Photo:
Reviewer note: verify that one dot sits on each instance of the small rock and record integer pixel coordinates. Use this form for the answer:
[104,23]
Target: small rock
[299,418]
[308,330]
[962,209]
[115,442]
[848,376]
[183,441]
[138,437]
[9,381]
▬▬▬
SHORT PROBLEM ::
Can you put every line of the records above into a Markdown table with the columns No. and Line, numbering each row and leaving out blank lines?

TASK OUTPUT ::
| No. | Line |
|---|---|
| 1 | Photo: |
| 2 | Reviewer note: verify that one dot sits on each instance of the small rock and record integer pixel coordinates. Use this form for the answer: |
| 3 | [104,23] |
| 4 | Target: small rock |
| 5 | [299,418] |
| 6 | [308,330] |
| 7 | [962,209] |
| 8 | [115,442] |
| 9 | [848,376] |
| 10 | [183,441] |
| 11 | [138,437] |
| 12 | [9,381] |